LISTED RECORDS Block Start

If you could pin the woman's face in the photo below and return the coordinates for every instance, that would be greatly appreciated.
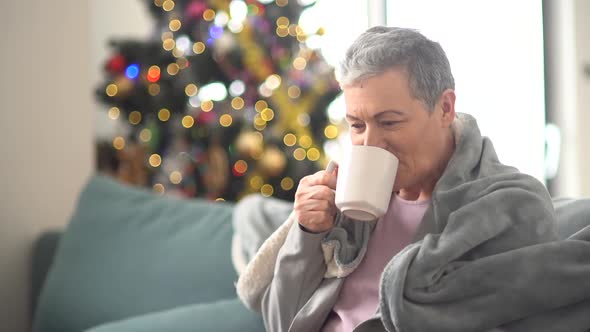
(382, 112)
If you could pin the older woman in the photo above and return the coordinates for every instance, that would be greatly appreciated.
(464, 244)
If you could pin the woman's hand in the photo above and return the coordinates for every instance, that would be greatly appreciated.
(314, 205)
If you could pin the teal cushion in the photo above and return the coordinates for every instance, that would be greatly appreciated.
(127, 252)
(220, 316)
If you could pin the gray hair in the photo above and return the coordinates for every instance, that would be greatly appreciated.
(381, 48)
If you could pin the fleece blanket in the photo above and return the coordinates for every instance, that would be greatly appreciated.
(486, 256)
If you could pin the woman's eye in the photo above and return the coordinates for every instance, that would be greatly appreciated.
(357, 125)
(388, 123)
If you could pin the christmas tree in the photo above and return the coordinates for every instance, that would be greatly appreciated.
(226, 99)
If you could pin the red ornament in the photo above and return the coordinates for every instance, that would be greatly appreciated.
(116, 64)
(195, 9)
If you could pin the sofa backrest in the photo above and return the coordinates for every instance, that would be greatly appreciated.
(128, 251)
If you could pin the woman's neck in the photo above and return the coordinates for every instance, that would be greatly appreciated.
(424, 190)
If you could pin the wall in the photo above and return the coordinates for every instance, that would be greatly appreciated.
(46, 133)
(50, 62)
(568, 92)
(582, 38)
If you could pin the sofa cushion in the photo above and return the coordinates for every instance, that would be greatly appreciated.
(220, 316)
(127, 252)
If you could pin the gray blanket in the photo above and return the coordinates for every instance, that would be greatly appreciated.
(486, 257)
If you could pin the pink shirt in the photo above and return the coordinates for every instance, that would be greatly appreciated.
(359, 297)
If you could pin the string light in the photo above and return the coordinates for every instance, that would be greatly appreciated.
(256, 182)
(303, 119)
(305, 141)
(237, 88)
(299, 154)
(331, 131)
(225, 120)
(299, 63)
(134, 118)
(313, 154)
(240, 168)
(168, 5)
(287, 183)
(183, 43)
(258, 120)
(260, 105)
(155, 160)
(273, 81)
(167, 35)
(132, 71)
(188, 121)
(114, 113)
(119, 143)
(260, 125)
(173, 69)
(177, 52)
(267, 114)
(294, 91)
(207, 105)
(175, 177)
(174, 25)
(290, 139)
(145, 135)
(164, 114)
(154, 89)
(282, 21)
(293, 30)
(198, 47)
(112, 90)
(266, 190)
(153, 74)
(182, 63)
(282, 31)
(159, 188)
(168, 44)
(191, 89)
(237, 103)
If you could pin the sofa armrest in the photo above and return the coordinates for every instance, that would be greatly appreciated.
(42, 257)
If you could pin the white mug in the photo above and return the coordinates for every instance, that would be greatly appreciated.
(365, 182)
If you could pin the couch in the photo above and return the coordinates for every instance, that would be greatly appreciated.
(132, 261)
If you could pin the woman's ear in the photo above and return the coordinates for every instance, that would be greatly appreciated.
(447, 105)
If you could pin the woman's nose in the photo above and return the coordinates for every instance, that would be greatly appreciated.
(372, 138)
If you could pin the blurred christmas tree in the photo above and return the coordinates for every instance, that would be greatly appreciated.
(226, 98)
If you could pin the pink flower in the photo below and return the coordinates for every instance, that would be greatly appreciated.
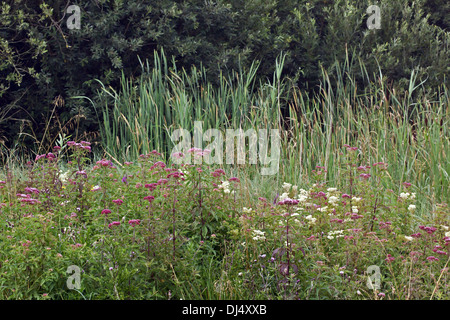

LISTED RECORDS Block End

- **TASK BRIEF**: Only the pictures are to be left out, and all of the data must otherwise be transcribed exactly.

- **ANSWER BELOW**:
If you could pin the woman's face in the photo below and return the coordinates for every instance, that would be greatly appreciated.
(382, 112)
If you could pin the older woman in the photo above and return the coordinates for every instance, that would be greatly appreciated.
(464, 244)
If you could pin the woman's hand in the photo above and return the coordinates for every instance, that would be greatly appreciated.
(314, 205)
If you could pin the teal cushion in the photo above and return the coordinates for every instance, that would be greatly appreciated.
(127, 252)
(220, 316)
If you could pin the gray hair in the photo above and return the coordinates for every instance, that would be greatly appreciated.
(381, 48)
If you could pin the fleece blanket in the photo above and return the coordinates for every instance, that would be greatly appreciated.
(486, 256)
If you could pin the woman's eye in the photo above and return the coordinates for every instance, that would be greatly appreciated.
(357, 125)
(388, 123)
If you could pin the christmas tree in the photo above and return the coordinates for every instance, that would be greatly appreciated.
(226, 99)
If you could pin the red ornament in the photo above and return the coordinates for every instance, that would be greatly appreciated.
(116, 64)
(195, 9)
If you could pin the sofa backrest in the photo above and return the coordinates for every instance, that would be greatly appreciated.
(128, 251)
If you could pin the woman's neck in the photo above and return the coordinates for every instance, that would be greatly appreciated.
(424, 190)
If you could pin the wall in the photo above and return the coordinates for every instance, that would be greatly appreciated.
(46, 133)
(50, 62)
(568, 92)
(582, 38)
If you could pin the sofa cushion in the photo above and return the coordinates for every instance, that would be greatly appreciated.
(220, 316)
(127, 252)
If you could pin the gray blanket in the photo above and return the coordinates for every instance, that would be greatly appreciated.
(486, 257)
If you could pin the pink shirt in the photo above and return the coordinates for every instance, that would be greatly appreciated.
(359, 297)
If you could pin the string light in the photo above and return the coordinates for every instance, that would be greatly appreciated.
(256, 182)
(303, 119)
(305, 141)
(237, 88)
(299, 154)
(331, 131)
(225, 120)
(299, 63)
(134, 118)
(313, 154)
(240, 168)
(168, 5)
(287, 183)
(183, 43)
(258, 120)
(260, 105)
(155, 160)
(273, 81)
(167, 35)
(132, 71)
(188, 121)
(114, 113)
(119, 143)
(260, 125)
(173, 69)
(177, 52)
(267, 114)
(294, 91)
(207, 105)
(175, 177)
(174, 25)
(290, 139)
(145, 135)
(164, 114)
(154, 89)
(282, 21)
(293, 30)
(198, 47)
(112, 90)
(266, 190)
(153, 74)
(182, 63)
(282, 31)
(159, 188)
(168, 44)
(191, 89)
(237, 103)
If you could pin the sofa armrest in the photo above and return the coordinates for every instance, that would be greatly appreciated.
(42, 257)
If you could pin the white mug in the photo above and return the coordinates for every instance, that would be greatly appreciated.
(365, 182)
If you could pin the couch in the photo above and return the coordinates for every instance, that would be greatly appreciated.
(132, 261)
If you could pin the woman's ear in the photo above and return the coordinates for every instance, that would be greatly appreciated.
(447, 105)
If you could pin the woman's nose in the photo above and return the coordinates for every instance, that would be greatly appreciated.
(372, 138)
If you could pin the blurred christmas tree in the photo above and return the coordinates for every instance, that would be greatly appreciated.
(226, 98)
If you could pin the pink flower in the photo below and return the coordinates for every instance, that would be greatly appreciated.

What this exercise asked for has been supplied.